_WHAT TO PRODUCE_
Count the lines in the entries that contain the string "water". State nothing but the number.

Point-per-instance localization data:
####################

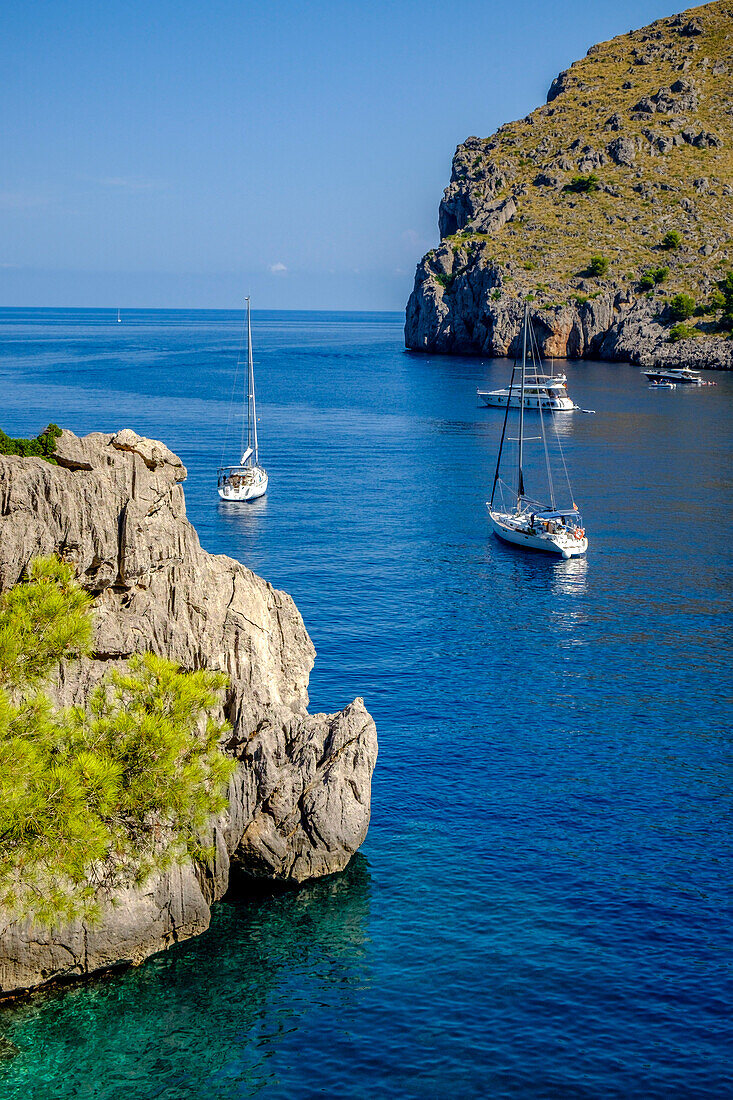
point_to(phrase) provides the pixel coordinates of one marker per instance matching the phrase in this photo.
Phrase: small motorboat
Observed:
(540, 391)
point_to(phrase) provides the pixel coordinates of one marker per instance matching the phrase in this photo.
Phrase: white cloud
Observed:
(21, 200)
(131, 184)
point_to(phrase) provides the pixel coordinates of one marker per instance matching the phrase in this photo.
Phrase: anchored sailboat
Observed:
(526, 521)
(247, 481)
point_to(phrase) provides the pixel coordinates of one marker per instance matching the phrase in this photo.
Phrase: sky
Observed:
(184, 154)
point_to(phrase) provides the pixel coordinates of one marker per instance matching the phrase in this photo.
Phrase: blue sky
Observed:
(182, 154)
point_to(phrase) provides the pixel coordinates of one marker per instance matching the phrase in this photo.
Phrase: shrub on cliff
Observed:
(42, 446)
(598, 265)
(681, 307)
(682, 332)
(725, 292)
(671, 241)
(583, 185)
(101, 795)
(653, 277)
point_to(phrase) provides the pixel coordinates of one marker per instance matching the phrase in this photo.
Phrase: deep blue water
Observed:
(543, 904)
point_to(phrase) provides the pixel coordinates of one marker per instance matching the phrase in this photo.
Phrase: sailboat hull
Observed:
(512, 529)
(243, 486)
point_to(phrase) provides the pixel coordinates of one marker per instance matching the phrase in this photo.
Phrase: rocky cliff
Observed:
(635, 142)
(299, 800)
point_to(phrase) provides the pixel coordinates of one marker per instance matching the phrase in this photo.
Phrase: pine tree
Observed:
(98, 796)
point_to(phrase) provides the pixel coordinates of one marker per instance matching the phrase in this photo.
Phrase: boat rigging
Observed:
(249, 480)
(524, 520)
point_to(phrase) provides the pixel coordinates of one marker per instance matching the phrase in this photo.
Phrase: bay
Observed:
(542, 908)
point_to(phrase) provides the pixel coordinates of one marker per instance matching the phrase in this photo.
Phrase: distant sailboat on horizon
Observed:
(249, 480)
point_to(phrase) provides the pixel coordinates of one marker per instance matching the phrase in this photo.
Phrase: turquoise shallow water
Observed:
(542, 908)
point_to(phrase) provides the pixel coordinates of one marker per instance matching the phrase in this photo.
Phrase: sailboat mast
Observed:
(251, 407)
(501, 446)
(520, 479)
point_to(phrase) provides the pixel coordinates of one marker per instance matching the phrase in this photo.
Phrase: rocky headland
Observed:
(598, 209)
(299, 799)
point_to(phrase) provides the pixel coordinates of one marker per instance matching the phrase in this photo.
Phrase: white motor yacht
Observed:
(540, 391)
(684, 374)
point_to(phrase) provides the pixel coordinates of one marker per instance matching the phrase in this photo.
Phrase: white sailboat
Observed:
(526, 521)
(249, 480)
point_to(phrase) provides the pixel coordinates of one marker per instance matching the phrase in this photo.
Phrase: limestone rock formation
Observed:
(299, 800)
(635, 140)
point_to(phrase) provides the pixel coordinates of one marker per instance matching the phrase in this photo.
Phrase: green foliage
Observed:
(598, 265)
(43, 446)
(681, 307)
(671, 241)
(680, 331)
(102, 795)
(583, 185)
(725, 292)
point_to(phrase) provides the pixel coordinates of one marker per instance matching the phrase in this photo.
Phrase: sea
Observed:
(542, 908)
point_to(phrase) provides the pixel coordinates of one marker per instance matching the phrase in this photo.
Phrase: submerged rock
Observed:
(299, 800)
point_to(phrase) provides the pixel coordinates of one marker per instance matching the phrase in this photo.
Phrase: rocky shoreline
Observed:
(301, 798)
(609, 210)
(467, 319)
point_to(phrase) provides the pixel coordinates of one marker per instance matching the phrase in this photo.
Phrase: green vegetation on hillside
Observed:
(631, 161)
(100, 795)
(42, 446)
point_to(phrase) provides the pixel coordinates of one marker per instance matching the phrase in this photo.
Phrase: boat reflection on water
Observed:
(570, 578)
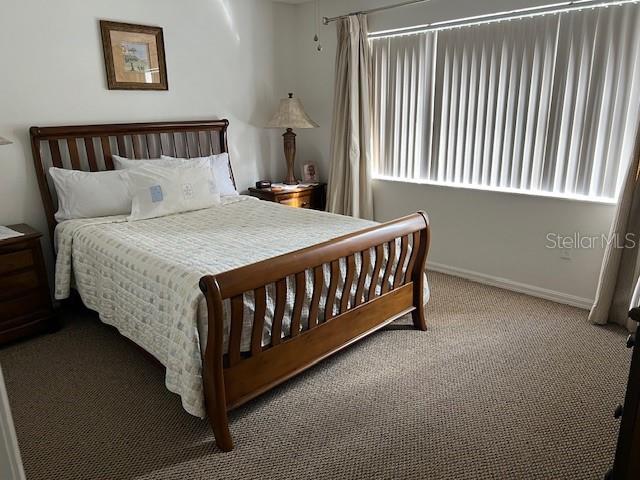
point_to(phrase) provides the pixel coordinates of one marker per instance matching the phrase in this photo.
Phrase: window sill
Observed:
(559, 196)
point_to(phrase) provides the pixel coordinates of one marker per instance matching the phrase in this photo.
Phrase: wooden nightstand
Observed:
(313, 196)
(25, 301)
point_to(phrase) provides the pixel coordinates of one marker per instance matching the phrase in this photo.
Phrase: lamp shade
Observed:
(291, 114)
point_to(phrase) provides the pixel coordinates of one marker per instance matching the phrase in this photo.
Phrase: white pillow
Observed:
(90, 194)
(220, 168)
(160, 191)
(122, 163)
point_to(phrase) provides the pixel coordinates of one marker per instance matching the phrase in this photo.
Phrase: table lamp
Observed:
(290, 115)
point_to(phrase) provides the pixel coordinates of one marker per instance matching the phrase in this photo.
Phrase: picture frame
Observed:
(134, 56)
(309, 173)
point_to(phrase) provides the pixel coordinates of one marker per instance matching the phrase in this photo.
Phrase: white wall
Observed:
(225, 59)
(490, 236)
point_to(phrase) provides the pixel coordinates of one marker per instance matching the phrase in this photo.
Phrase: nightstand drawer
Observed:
(15, 261)
(12, 309)
(298, 202)
(15, 284)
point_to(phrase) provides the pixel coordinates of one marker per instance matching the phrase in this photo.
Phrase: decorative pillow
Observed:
(220, 168)
(90, 194)
(160, 191)
(122, 163)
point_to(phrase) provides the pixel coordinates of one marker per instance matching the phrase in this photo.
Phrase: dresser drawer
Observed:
(298, 202)
(15, 284)
(17, 260)
(14, 308)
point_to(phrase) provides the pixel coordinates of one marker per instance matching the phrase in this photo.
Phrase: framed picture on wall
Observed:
(133, 56)
(309, 173)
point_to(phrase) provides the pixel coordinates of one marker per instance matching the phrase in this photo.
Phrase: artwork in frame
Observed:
(134, 56)
(309, 173)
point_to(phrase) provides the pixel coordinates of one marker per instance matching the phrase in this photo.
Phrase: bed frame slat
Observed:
(333, 287)
(314, 307)
(235, 335)
(348, 282)
(301, 286)
(398, 276)
(122, 146)
(415, 246)
(278, 315)
(260, 298)
(375, 276)
(389, 266)
(56, 159)
(72, 145)
(91, 154)
(106, 153)
(365, 260)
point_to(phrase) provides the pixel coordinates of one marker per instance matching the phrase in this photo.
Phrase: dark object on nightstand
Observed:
(627, 462)
(25, 301)
(263, 184)
(313, 197)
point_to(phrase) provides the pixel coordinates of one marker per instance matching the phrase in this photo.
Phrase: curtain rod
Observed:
(566, 6)
(327, 20)
(491, 17)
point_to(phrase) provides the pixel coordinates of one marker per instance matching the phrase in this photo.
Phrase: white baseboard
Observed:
(508, 284)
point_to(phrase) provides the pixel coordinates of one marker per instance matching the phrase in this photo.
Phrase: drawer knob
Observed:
(631, 341)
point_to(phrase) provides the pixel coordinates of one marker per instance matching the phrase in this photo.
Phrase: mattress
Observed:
(142, 277)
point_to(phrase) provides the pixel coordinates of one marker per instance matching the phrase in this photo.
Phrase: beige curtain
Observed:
(618, 287)
(350, 169)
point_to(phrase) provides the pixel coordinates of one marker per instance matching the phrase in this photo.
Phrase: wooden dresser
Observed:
(25, 301)
(313, 196)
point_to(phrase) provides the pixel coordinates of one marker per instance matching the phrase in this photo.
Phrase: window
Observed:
(544, 104)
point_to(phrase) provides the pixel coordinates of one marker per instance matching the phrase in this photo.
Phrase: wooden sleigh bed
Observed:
(232, 377)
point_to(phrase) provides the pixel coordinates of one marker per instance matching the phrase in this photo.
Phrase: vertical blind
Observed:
(545, 103)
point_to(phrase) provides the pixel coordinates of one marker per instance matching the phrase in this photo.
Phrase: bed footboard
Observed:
(389, 283)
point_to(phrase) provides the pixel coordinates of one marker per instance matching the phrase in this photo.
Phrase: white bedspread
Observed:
(142, 277)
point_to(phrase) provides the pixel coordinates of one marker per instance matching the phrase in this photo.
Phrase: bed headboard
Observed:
(89, 148)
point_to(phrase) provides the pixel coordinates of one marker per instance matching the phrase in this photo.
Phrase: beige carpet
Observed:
(502, 386)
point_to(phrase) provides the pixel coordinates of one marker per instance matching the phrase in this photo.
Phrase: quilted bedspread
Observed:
(142, 277)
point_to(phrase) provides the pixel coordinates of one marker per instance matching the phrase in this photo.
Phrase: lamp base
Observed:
(290, 156)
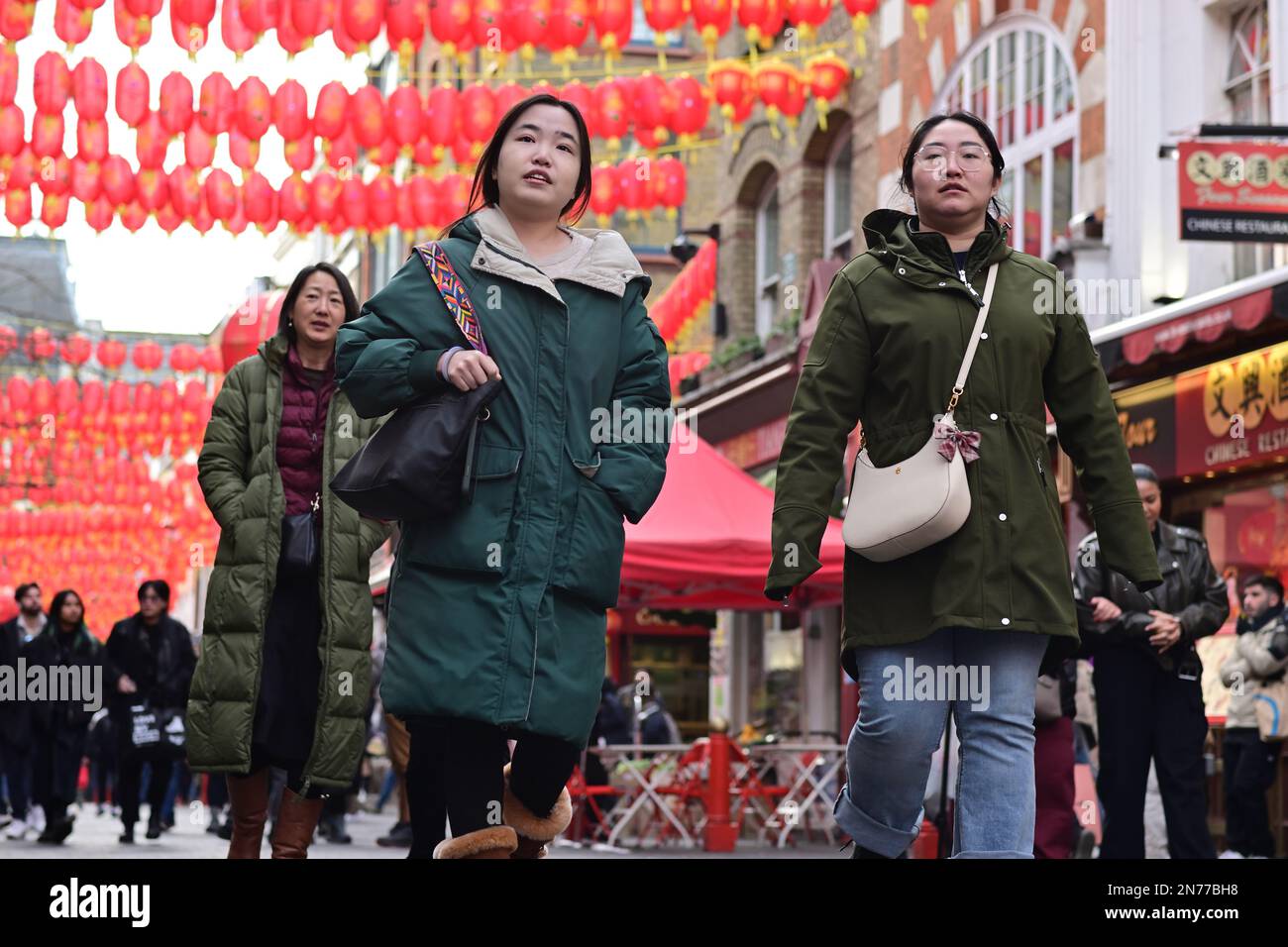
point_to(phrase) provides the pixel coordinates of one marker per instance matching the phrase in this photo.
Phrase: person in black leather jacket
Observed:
(1147, 682)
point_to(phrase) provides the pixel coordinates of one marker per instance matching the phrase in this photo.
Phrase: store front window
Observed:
(1020, 80)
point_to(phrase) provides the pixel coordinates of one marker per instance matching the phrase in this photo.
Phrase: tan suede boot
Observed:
(496, 841)
(249, 799)
(296, 821)
(533, 831)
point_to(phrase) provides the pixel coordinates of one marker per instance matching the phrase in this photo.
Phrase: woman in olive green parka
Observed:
(497, 612)
(987, 602)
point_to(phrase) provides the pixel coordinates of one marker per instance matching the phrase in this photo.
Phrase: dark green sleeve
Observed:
(226, 453)
(389, 355)
(825, 408)
(1077, 392)
(631, 474)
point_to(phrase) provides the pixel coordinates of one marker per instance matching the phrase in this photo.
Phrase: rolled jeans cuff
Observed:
(872, 835)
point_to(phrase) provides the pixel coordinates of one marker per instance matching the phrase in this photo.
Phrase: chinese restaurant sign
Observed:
(1234, 191)
(1227, 414)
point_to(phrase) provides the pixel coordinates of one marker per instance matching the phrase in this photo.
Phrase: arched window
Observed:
(1020, 80)
(768, 260)
(1247, 80)
(837, 213)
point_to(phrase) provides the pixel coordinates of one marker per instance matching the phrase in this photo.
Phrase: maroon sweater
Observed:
(305, 398)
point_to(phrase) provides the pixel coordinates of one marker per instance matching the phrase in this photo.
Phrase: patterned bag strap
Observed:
(452, 290)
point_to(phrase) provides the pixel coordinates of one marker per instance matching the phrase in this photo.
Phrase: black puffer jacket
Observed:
(1192, 590)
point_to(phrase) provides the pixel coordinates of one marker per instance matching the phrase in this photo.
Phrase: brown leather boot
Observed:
(249, 799)
(497, 841)
(296, 821)
(533, 831)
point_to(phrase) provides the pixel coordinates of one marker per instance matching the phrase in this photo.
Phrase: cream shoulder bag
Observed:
(898, 509)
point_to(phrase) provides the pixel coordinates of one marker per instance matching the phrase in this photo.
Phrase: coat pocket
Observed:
(592, 569)
(476, 536)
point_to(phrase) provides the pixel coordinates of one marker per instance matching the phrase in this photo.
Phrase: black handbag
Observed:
(156, 733)
(299, 553)
(420, 464)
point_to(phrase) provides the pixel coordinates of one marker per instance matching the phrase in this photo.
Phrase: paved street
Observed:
(95, 836)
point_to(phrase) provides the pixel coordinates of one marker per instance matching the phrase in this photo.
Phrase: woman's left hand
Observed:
(1166, 628)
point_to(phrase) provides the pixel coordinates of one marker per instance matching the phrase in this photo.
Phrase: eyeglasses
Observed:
(970, 158)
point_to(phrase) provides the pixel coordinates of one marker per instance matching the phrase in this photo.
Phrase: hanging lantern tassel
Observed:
(859, 21)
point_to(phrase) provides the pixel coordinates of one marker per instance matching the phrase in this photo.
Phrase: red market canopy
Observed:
(704, 544)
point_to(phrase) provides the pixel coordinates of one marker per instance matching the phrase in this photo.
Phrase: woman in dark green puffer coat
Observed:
(497, 612)
(962, 625)
(284, 668)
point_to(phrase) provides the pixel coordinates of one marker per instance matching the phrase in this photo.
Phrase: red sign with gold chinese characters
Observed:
(1234, 191)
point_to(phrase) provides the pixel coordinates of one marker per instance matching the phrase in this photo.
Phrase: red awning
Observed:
(706, 544)
(1206, 325)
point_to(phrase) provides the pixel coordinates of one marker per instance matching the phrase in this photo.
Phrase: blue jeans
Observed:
(988, 681)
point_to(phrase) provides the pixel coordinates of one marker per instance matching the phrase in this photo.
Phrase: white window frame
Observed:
(1024, 146)
(765, 279)
(845, 138)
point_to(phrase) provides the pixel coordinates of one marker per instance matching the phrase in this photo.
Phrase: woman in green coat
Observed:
(284, 669)
(962, 625)
(497, 612)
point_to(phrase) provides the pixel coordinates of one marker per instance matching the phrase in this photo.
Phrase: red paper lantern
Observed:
(16, 18)
(132, 94)
(99, 213)
(47, 134)
(449, 21)
(198, 147)
(570, 25)
(184, 192)
(291, 110)
(919, 16)
(603, 192)
(368, 116)
(712, 20)
(404, 26)
(90, 140)
(71, 24)
(220, 193)
(117, 180)
(215, 103)
(258, 198)
(89, 89)
(300, 154)
(9, 75)
(442, 121)
(151, 142)
(233, 31)
(153, 189)
(254, 110)
(130, 30)
(175, 110)
(331, 111)
(111, 356)
(478, 112)
(244, 151)
(53, 84)
(404, 115)
(294, 200)
(612, 101)
(612, 20)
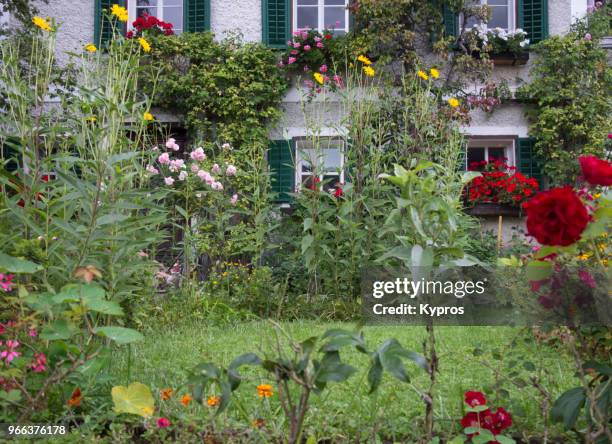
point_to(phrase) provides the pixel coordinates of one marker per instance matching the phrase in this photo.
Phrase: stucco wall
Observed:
(242, 16)
(76, 20)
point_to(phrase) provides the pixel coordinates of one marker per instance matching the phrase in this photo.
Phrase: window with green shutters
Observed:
(533, 18)
(197, 15)
(276, 22)
(527, 161)
(280, 161)
(103, 28)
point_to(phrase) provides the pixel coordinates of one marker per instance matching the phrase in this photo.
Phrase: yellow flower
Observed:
(213, 401)
(264, 390)
(363, 59)
(453, 102)
(369, 71)
(41, 23)
(146, 47)
(120, 12)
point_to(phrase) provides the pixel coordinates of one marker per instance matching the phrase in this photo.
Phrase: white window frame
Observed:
(301, 161)
(132, 14)
(507, 143)
(512, 16)
(321, 16)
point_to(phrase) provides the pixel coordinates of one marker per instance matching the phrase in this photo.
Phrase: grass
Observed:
(346, 411)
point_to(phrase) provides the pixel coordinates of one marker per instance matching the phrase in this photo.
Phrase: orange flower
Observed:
(264, 390)
(166, 393)
(75, 399)
(213, 401)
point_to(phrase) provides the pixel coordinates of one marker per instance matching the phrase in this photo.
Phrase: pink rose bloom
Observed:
(164, 158)
(162, 423)
(6, 281)
(198, 154)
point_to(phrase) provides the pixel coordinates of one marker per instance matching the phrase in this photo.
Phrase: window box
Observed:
(510, 58)
(488, 209)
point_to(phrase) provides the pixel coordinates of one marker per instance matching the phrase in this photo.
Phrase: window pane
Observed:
(499, 17)
(307, 18)
(149, 11)
(475, 155)
(174, 15)
(496, 153)
(335, 18)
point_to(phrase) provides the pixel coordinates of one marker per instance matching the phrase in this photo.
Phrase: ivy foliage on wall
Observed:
(569, 91)
(227, 91)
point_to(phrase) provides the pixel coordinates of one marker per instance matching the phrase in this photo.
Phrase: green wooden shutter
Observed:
(197, 15)
(276, 27)
(526, 160)
(103, 32)
(282, 171)
(533, 18)
(451, 22)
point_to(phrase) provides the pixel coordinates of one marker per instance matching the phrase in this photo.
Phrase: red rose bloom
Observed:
(474, 399)
(556, 217)
(596, 171)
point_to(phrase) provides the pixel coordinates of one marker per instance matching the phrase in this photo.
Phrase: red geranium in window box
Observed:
(499, 184)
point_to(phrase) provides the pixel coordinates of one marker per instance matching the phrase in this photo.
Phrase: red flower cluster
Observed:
(494, 421)
(147, 22)
(596, 171)
(556, 217)
(497, 185)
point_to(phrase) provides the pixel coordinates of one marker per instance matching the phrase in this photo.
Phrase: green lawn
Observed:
(346, 410)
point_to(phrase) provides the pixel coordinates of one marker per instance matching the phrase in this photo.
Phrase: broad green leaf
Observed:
(539, 270)
(135, 399)
(58, 330)
(567, 407)
(10, 264)
(120, 335)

####################

_EXERCISE RESPONSE_
3